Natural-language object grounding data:

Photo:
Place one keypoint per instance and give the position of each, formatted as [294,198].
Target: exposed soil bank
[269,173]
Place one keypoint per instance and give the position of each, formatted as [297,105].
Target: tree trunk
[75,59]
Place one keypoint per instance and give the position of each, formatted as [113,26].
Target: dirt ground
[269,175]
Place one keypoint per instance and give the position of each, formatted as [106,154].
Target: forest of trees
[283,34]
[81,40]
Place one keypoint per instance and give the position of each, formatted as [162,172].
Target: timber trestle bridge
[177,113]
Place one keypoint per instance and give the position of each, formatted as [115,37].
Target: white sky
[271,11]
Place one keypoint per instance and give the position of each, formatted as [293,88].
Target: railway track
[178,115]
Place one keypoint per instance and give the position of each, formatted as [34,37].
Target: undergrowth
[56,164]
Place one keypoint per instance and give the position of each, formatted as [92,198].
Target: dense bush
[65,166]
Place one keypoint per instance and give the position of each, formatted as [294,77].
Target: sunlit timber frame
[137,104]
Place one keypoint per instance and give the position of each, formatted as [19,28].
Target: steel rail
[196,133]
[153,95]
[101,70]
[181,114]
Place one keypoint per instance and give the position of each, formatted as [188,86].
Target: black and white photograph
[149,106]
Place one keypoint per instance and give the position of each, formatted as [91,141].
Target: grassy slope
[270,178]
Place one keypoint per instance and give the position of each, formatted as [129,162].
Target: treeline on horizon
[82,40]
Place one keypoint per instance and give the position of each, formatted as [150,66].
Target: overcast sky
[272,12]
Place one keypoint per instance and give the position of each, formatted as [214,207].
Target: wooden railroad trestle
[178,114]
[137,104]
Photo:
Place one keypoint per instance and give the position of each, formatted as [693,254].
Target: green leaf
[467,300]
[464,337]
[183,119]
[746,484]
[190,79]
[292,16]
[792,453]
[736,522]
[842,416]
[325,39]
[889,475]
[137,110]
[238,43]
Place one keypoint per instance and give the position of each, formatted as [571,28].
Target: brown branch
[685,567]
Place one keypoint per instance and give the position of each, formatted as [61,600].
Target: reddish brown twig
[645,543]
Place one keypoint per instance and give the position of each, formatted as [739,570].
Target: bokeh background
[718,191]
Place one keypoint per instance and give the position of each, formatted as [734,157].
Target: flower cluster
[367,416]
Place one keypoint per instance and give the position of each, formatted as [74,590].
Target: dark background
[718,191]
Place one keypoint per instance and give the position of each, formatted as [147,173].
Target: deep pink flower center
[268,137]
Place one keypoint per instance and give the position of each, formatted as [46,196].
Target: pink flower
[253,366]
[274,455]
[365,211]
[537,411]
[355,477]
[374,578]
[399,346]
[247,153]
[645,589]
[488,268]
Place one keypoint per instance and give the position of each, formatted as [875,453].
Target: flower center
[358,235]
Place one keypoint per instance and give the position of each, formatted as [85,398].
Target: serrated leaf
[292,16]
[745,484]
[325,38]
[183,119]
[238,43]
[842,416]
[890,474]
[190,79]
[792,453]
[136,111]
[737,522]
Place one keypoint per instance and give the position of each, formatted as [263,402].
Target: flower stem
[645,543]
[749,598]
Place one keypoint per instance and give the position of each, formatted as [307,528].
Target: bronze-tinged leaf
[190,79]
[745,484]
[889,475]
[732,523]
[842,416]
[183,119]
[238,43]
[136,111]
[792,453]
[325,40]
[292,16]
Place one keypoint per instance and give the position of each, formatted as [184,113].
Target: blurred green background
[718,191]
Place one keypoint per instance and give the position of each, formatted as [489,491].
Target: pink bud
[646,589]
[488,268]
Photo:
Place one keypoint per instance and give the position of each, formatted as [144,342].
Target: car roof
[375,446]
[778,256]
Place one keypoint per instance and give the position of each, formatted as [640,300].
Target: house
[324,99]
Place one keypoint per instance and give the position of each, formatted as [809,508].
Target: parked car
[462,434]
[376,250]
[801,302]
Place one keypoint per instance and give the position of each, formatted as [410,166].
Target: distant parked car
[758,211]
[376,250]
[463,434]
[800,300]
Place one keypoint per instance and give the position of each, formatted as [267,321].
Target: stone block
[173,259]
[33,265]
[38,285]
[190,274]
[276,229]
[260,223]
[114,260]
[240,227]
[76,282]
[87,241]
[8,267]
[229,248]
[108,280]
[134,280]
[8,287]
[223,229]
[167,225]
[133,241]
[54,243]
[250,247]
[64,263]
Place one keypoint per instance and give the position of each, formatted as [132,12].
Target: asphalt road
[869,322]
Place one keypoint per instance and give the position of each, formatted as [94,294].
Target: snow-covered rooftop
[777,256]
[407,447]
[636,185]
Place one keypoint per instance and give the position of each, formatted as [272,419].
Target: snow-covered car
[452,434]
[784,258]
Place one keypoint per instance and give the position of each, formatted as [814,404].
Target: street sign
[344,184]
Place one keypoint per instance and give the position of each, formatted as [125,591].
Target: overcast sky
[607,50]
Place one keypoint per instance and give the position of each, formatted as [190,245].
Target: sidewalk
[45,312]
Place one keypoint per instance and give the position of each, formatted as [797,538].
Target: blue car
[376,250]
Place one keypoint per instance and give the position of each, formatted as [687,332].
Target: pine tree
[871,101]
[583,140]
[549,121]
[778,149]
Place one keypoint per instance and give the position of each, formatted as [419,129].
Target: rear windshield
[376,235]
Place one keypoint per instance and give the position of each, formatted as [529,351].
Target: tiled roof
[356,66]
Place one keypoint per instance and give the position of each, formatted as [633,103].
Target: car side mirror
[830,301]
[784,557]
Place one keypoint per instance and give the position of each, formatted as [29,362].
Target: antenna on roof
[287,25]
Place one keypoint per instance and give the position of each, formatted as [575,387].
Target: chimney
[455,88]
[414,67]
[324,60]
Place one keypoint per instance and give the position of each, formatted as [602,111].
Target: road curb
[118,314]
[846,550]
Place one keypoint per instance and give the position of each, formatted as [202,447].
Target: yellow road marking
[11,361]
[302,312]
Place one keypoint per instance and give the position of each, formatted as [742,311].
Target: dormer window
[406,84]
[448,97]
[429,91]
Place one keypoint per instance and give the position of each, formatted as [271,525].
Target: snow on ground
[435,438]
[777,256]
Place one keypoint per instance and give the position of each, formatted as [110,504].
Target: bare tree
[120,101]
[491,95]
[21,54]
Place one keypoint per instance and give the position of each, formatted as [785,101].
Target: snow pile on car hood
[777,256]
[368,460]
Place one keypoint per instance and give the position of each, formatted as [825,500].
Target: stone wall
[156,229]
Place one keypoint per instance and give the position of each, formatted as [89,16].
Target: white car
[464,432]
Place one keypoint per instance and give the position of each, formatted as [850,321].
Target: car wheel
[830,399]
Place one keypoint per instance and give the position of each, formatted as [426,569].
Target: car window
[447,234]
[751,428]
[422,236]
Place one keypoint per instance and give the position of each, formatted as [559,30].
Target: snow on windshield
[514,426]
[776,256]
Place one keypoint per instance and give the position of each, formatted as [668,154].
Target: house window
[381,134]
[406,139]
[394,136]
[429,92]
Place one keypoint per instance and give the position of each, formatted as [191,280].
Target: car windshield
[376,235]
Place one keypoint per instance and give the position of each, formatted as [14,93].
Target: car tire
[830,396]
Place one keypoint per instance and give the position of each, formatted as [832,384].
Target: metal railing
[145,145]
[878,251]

[The problem]
Please give an exact copy of the entries above, from the line with "Target: snow on ground" down to the line with "formatted as [426,569].", inclusive, and nothing else.

[Result of this task]
Target: snow on ground
[435,438]
[777,256]
Place one keypoint per instance and give the position of each, formatted as [110,504].
Target: bare tree
[120,101]
[491,95]
[21,54]
Place one keypoint per instance and give the position of each, formatted as [785,101].
Target: snow pile on car hood
[777,256]
[368,460]
Place one keypoint per instance and give the position of each, formatted as [825,500].
Target: stone wall
[156,229]
Place one keypoint per instance and give the position of each, formatted as [89,16].
Target: white car
[464,432]
Place one keypoint per instance and give the position of each, formatted as [850,321].
Target: car wheel
[830,399]
Place one keypoint per instance and give the position of each, formatted as [426,569].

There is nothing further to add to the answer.